▶ _Task brief_:
Add -94 to every coordinate in the answers of the records below, and write out all the lines again with the requests included. Leave the pictures out of your answer.

### Records for processing ###

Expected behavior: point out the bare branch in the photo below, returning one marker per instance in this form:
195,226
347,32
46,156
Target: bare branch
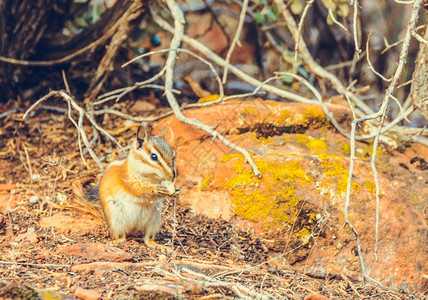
236,38
221,62
370,63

###

▶ _The completed task_:
Expected behavior: point out the bare branch in the photo below, returning one marker per instance in this form:
195,226
347,32
46,156
Target: bare branch
142,-56
127,-32
276,-31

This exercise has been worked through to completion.